▶ [EXERCICE PROPOSÉ]:
Extrayez des entrées ci-dessous chaque ligne qui contient la chaîne "post". La casse doit être respectée.

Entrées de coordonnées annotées
'''

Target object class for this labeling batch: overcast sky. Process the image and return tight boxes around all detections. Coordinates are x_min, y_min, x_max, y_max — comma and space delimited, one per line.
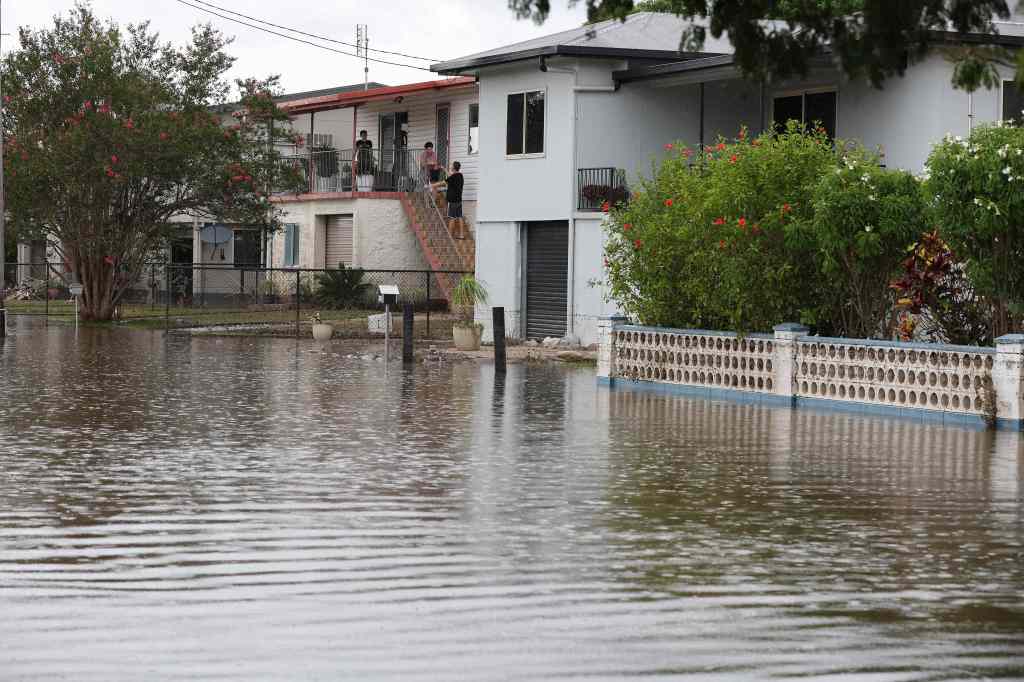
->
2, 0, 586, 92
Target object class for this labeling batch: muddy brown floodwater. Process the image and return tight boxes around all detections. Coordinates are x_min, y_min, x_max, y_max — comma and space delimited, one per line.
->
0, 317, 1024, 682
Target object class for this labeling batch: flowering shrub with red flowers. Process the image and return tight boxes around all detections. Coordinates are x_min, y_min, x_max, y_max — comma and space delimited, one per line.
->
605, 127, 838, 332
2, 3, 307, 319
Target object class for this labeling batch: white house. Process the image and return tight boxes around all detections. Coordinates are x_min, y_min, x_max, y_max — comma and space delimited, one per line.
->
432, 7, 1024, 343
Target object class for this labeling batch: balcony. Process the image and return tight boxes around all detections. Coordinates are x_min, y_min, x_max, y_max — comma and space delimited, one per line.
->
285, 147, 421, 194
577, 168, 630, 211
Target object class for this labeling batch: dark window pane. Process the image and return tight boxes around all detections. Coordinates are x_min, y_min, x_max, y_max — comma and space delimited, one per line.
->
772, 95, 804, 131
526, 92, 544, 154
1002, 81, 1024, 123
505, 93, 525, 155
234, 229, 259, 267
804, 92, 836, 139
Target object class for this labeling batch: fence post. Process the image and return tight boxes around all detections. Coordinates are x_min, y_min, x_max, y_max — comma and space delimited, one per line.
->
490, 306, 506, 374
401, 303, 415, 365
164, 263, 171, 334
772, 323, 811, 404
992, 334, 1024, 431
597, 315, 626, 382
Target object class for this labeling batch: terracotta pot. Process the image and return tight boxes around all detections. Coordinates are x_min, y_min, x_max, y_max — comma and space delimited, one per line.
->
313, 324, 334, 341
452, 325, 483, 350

'''

▶ [RÉPONSE CI-DESSOUS]:
Target object class for this labeling batch: fence post. Process the image and return tight boxes around all detections. Coordinates are x_min, y_min, x_max, y_max — comma and space delimited, one per line.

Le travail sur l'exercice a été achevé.